- **EXTRAHIERTER TEXT**
Ich selbst verdrängte meine Geschichte, schreibt Ignatz Bubis in seiner unter sehr komplexen Umständen zustande gekommenen Autobiographie. Es ist sein zweiter Versuch, zu einem Selbstbild zu kommen, und es ist unfertig geblieben  ■ Von Micha Brumlik

Es ist gerade drei Jahre her, daß die Frankfurter Publizistin Edith Kohn unter dem Autorennamen „Edith Kohn, Ignatz Bubis“ einen Gesprächsband vorlegte, der den Titel „Ich bin ein deutscher Staatsbürger jüdischen Glaubens“ trug. Mit ihr war Bubis in einem zentralen Punkt unzufrieden. Edith Kohns durchaus Anteil nehmende Nachfragen über die Zeit der Judenverfolgung hätten etwas Voyeuristisches gehabt – „so etwas ärgert mich und macht mich traurig zugleich“. Nachzulesen ist dies in Bubis' zweitem Anlauf, der Öffentlichkeit eine Lebensgeschichte vorzulegen. Sie ist unter sehr komplexen Umständen zustande gekommen. Der Autor des hier zu besprechenden Bandes heißt: „Ignatz Bubis mit Peter Sichrovsky“, sein Titel lautet: „Damit bin ich noch längst nicht fertig“ – Die Autobiographie. Gewidmet ist es – in dieser Reihenfolge: der Tochter und seiner Frau. Im Vorspann steht zu lesen: „Ich danke Peter Sichrovsky, ohne den dieses Buch nicht hätte begonnen, und Karin Beiküfner, ohne die es nicht hätte vollendet werden können.“

Spätestens seit Goethes „Dichtung und Wahrheit“ wissen wir, daß Lebensberichte mindestens so sehr Selbstentwürfe sind wie getreue Protokolle. Die Authentizität und ihre Wiedergabe stehen in einem spannungsreichen Verhältnis. Was aber, wenn uns aus einem Text drei Stimmen von drei Personen entgegentreten? So wie in diesem Buch, das die Lektorin ab Mai weiterführte, nachdem Bubis die von Sichrovsky zusammengestellten Textpassagen nicht als authentisch akzeptieren konnte und deshalb die Zusammenarbeit aufgekündigt hatte.

- **AUFGABE**
Schreiben Sie die obige Besprechung der Bubis-Autobiographie weiter, beginnend unmittelbar nach ihrem letzten Satz.

- **BEREITGESTELLTE DATEN**
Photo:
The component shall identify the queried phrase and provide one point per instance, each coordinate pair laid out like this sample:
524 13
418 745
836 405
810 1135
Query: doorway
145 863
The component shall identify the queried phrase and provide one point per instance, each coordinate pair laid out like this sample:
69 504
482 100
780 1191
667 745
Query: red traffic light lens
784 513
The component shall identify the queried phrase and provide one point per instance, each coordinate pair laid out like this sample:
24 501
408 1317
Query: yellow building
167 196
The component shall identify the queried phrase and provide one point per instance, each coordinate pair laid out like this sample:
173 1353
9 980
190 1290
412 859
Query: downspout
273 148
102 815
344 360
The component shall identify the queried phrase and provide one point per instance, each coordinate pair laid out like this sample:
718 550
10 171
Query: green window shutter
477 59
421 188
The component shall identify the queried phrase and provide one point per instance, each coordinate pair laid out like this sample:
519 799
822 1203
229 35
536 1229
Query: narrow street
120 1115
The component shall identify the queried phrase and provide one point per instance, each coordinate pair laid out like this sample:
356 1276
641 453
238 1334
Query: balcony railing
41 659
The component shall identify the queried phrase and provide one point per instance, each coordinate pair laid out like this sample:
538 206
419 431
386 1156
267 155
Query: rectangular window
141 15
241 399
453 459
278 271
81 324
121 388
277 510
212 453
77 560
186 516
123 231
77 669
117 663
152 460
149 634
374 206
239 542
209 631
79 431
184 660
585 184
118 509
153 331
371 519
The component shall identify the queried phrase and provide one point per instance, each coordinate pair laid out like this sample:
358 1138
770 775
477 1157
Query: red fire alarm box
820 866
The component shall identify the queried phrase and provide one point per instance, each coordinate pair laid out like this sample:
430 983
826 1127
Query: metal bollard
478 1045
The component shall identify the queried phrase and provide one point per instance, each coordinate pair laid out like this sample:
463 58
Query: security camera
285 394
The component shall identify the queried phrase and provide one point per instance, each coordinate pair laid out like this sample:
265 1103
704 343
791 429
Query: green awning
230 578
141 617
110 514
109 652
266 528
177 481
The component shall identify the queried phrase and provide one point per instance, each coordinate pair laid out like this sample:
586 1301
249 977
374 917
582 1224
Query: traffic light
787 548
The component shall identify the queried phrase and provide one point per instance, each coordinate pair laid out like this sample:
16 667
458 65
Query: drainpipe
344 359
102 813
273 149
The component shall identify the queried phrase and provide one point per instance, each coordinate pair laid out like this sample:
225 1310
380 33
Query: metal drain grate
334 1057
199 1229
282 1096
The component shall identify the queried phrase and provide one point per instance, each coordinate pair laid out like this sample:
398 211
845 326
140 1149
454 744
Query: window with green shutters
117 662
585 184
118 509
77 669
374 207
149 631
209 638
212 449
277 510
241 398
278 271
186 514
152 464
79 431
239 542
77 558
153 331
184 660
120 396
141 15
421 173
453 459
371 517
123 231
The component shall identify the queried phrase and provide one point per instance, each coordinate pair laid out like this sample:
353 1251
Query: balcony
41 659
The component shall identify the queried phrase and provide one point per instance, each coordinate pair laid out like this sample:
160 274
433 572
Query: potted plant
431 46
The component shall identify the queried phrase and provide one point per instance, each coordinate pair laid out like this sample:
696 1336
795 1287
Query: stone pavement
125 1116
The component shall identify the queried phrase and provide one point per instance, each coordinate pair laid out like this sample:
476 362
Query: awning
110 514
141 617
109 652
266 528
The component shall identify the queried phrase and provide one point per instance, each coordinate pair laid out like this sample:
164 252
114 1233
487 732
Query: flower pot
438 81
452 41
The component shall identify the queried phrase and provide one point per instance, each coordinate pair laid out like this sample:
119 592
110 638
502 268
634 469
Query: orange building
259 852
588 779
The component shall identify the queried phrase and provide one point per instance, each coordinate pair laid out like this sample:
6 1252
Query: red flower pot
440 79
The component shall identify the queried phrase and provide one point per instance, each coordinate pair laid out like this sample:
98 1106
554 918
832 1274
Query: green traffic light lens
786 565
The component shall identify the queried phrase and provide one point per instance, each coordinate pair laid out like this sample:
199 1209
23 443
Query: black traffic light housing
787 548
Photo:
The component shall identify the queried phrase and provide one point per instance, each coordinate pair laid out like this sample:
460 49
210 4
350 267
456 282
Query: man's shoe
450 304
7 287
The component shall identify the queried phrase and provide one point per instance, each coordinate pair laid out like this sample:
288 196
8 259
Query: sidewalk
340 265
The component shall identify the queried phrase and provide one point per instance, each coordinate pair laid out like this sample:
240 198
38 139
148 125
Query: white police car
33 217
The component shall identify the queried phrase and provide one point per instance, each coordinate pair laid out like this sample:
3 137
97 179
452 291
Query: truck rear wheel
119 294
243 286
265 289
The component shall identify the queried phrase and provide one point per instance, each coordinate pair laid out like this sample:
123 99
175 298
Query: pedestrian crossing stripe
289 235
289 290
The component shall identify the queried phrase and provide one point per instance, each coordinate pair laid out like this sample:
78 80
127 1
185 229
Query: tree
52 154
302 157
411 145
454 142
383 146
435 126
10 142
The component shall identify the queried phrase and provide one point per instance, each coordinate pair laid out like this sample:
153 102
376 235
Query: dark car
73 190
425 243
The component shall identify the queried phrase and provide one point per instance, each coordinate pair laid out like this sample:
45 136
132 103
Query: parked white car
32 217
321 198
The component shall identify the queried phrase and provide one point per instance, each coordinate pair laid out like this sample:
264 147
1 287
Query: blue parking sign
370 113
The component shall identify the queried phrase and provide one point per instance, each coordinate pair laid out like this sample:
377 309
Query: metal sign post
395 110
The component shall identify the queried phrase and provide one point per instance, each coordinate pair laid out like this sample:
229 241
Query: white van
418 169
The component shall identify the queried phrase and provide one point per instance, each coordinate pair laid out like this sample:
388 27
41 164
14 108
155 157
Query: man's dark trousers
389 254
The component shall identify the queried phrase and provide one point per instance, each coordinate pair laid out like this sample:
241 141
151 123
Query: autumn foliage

- **ERGEBNIS**
Am Anfang der „Autobiographie“ also ein brillanter jüdischer Journalist aus Österreich, der, wie jetzt bekannt wurde, seine Gaben einer schlechten Sache, dem Nationalpopulismus Jörg Haiders, zur Verfügung gestellt hat. Sein erster Satz beginnt wie eine Reportage: „Das Haus in der Schumannstraße in Frankfurt ist nicht schwer zu finden.“ Das Kapitel ist jetzt als Vorwort von Sichrovsky zu lesen. Das von Bubis selbst verantwortete erste Kapitel (Mitarbeit von Karin Beiküfner) trägt die Überschrift „Deutsch-polnische Kindheit“ und beginnt mit der Feststellung: „Ich wurde am 12. Januar 1927 in Deutschland als siebentes und letztes Kind meiner Eltern Jehoshua und Hannah Bubis geboren.“ Soviel Frankfurt, soviel Deutschland, soviel Familie.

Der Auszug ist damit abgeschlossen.